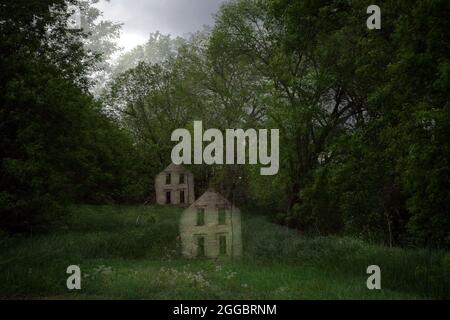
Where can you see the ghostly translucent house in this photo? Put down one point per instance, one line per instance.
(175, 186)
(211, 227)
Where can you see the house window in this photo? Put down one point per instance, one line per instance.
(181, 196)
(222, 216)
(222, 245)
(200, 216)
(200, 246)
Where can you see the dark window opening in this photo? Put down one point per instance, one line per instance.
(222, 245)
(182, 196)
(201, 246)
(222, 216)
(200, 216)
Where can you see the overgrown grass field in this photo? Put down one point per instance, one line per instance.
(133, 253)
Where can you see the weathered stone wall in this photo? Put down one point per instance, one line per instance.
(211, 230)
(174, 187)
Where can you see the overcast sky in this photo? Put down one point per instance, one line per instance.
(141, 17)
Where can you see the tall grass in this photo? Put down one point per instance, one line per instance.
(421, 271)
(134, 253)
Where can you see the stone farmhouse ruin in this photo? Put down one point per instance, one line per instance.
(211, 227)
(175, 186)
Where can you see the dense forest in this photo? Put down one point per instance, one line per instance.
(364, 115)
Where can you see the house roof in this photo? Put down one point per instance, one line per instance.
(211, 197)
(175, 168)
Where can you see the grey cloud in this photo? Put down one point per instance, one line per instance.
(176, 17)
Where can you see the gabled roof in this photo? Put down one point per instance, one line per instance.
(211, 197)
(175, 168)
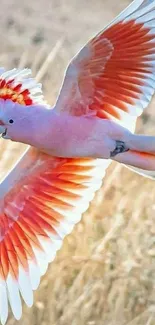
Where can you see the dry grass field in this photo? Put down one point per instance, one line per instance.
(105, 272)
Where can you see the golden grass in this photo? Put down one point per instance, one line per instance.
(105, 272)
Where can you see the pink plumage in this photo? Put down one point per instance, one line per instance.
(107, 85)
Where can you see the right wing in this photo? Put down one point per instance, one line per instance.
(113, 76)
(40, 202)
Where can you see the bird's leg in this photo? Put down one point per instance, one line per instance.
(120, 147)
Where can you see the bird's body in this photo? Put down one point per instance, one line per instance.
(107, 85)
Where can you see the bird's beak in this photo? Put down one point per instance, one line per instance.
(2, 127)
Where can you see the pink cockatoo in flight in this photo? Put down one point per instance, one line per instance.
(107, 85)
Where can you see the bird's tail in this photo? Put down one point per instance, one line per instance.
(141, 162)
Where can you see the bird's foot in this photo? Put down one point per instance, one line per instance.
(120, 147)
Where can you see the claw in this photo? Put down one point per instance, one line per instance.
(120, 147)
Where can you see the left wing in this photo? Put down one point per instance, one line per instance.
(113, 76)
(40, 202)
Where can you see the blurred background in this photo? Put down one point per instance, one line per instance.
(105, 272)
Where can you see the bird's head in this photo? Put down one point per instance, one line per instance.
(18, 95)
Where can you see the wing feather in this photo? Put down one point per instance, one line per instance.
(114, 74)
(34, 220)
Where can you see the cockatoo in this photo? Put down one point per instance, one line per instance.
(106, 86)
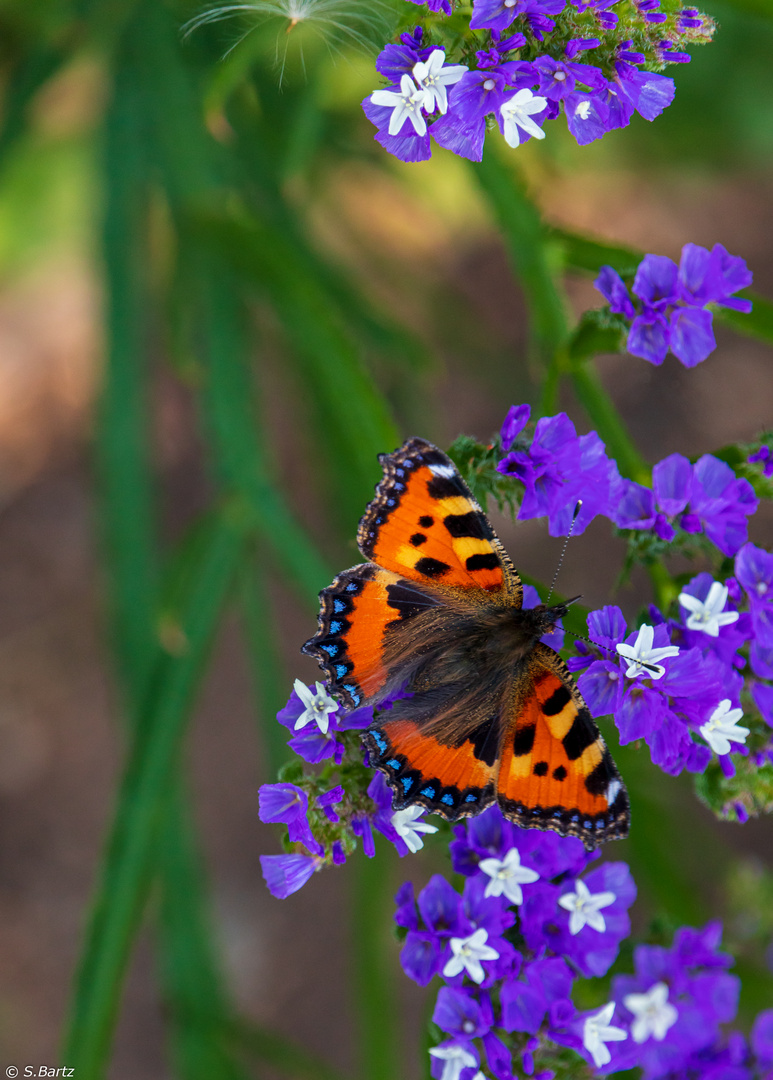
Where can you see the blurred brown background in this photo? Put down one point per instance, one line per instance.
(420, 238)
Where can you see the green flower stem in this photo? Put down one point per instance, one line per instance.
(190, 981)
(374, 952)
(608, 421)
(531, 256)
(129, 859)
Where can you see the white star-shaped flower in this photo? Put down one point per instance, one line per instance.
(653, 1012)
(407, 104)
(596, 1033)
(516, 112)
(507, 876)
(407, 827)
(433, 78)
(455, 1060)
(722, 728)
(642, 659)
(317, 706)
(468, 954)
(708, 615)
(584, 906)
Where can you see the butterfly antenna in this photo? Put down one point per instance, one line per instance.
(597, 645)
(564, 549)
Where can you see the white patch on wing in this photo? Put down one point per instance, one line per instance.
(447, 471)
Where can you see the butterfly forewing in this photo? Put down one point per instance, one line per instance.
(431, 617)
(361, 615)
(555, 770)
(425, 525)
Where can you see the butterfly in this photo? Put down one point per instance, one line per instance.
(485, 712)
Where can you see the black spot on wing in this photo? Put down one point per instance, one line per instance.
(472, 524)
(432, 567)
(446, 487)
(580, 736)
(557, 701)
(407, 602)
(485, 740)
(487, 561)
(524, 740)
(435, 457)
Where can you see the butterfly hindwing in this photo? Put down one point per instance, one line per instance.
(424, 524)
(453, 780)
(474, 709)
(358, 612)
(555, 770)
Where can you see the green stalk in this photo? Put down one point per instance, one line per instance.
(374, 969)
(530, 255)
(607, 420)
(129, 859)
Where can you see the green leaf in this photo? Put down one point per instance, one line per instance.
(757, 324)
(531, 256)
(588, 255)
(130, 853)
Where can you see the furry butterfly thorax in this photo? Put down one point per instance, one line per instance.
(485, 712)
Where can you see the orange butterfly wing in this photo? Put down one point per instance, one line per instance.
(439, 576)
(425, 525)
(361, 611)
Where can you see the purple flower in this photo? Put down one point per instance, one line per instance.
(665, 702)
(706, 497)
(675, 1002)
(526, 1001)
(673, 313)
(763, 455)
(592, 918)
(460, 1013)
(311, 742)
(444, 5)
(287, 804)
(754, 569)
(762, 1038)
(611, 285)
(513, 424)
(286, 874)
==
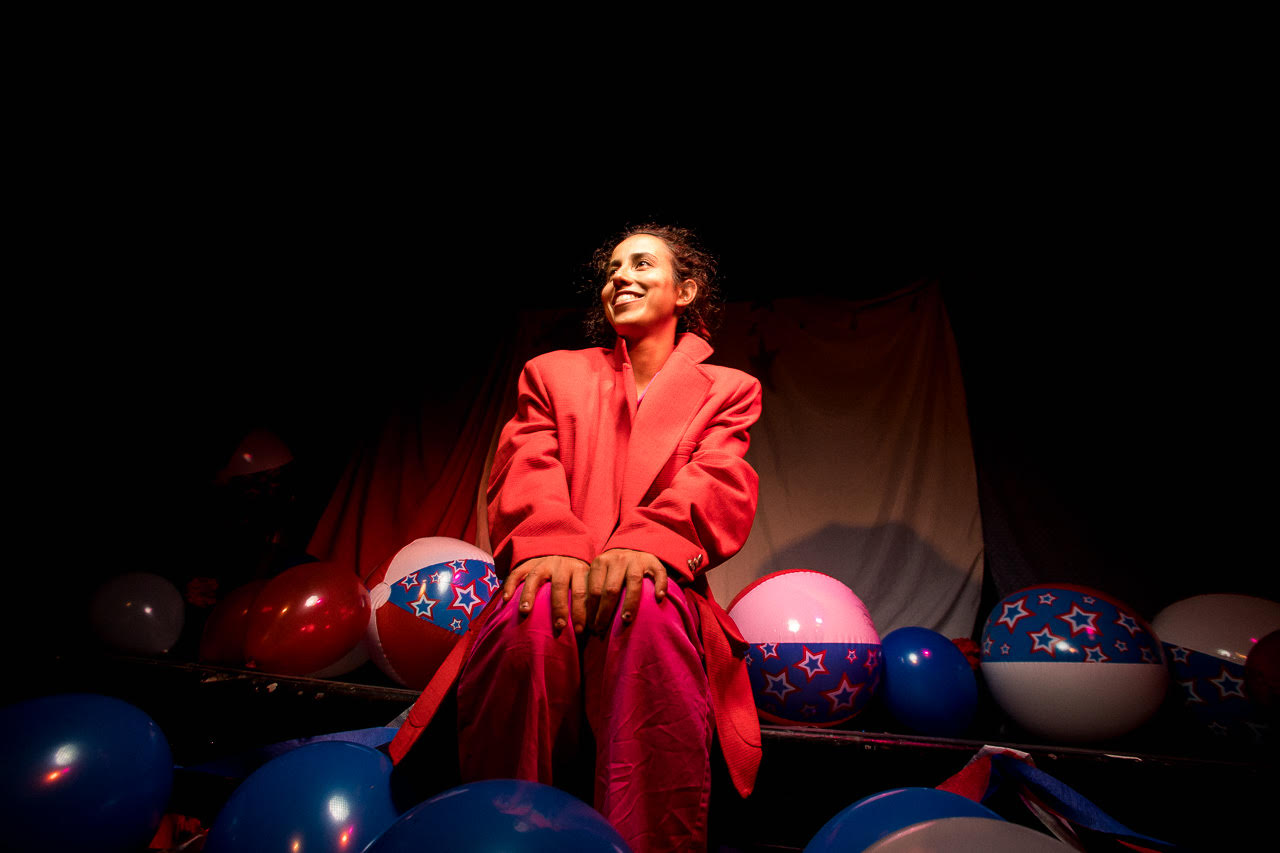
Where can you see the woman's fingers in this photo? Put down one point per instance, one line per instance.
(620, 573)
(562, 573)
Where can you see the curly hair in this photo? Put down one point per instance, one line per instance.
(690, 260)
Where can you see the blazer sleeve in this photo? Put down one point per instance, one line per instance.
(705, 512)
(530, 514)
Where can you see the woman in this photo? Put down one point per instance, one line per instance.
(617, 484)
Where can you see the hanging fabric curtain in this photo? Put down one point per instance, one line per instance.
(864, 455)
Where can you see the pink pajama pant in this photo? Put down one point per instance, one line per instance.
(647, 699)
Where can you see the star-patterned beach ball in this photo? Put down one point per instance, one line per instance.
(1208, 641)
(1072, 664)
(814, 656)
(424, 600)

| Problem description |
Pick out every line in the listing above that contains the word "green", and copy each one. Case counts.

| Result of the exercise |
Where can you see the green flower stem in this photo? Put down one point per instance, one line per instance.
Where can you see the green stalk in this photo? Put down one point per instance, one line per instance.
Where can you see the green leaf in this photo? Put down one point per instance, one line per instance.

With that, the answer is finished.